What the exercise asks>
State only how many lines in the rows below contain the word "white".
── Dataset entries
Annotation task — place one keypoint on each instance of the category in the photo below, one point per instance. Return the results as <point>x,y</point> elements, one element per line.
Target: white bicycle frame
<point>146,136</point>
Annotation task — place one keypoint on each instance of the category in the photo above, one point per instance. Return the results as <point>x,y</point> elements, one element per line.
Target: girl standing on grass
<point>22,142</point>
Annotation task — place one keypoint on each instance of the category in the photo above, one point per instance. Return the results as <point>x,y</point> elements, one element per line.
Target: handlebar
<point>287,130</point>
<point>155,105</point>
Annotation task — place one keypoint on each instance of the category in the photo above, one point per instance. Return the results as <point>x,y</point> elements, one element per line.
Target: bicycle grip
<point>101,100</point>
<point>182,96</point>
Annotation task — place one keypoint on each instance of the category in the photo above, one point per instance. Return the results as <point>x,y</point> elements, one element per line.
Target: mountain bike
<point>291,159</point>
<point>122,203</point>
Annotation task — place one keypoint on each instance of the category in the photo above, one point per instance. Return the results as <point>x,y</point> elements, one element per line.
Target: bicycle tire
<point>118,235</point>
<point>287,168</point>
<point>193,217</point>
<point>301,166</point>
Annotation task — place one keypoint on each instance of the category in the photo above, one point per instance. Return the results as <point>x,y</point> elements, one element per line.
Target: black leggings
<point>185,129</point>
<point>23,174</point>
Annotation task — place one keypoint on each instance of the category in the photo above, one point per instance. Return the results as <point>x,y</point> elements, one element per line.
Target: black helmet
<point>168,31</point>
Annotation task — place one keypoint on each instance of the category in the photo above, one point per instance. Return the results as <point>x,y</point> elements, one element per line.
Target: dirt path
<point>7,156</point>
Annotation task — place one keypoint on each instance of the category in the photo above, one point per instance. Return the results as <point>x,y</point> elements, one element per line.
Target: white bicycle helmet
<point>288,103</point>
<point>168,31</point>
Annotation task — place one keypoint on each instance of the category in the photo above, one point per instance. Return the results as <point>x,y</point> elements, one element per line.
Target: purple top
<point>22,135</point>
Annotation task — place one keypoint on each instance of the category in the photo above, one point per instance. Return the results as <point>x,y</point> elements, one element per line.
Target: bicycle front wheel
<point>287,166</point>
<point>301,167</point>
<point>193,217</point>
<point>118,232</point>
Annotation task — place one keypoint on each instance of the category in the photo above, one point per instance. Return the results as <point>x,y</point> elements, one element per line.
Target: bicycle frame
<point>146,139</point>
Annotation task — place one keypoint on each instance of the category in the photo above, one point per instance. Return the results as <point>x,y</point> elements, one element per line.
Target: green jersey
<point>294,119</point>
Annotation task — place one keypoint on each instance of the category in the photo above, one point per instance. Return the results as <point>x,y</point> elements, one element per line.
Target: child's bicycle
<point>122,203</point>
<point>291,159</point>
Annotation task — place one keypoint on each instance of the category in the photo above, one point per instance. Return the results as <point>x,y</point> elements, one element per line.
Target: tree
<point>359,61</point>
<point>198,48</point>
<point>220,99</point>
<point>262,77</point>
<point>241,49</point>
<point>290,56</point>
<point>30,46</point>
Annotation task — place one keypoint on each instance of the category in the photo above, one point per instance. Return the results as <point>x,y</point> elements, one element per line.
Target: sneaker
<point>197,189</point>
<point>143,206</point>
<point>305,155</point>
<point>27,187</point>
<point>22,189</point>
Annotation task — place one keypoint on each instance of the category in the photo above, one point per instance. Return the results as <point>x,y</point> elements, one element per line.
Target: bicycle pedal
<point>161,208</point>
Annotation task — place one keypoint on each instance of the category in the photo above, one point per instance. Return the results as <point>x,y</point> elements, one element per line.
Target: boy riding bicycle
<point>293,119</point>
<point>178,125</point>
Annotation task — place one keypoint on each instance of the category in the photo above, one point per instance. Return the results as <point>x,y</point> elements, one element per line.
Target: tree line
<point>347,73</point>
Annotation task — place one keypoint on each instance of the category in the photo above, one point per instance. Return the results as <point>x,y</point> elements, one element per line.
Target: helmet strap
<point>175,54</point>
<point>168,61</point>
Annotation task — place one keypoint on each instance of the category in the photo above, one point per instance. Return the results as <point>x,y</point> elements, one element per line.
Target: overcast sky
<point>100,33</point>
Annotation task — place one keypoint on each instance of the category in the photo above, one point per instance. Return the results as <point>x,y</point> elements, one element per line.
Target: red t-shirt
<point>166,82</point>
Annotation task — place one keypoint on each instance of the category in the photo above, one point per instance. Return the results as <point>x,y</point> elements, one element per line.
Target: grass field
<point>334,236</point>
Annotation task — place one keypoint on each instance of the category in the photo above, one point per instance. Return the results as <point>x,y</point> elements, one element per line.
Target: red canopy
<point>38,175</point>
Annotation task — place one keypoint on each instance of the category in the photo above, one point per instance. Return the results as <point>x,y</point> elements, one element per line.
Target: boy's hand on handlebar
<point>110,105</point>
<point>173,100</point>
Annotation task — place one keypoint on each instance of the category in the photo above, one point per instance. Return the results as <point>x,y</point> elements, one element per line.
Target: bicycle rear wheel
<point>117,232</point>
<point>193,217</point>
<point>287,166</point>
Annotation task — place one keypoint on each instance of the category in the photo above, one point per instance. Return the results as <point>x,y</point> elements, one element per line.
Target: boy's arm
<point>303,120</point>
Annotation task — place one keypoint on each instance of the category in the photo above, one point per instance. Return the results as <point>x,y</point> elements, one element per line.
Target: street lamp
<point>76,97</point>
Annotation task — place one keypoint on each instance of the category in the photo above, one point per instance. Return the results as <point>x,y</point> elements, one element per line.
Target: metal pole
────
Problem solution>
2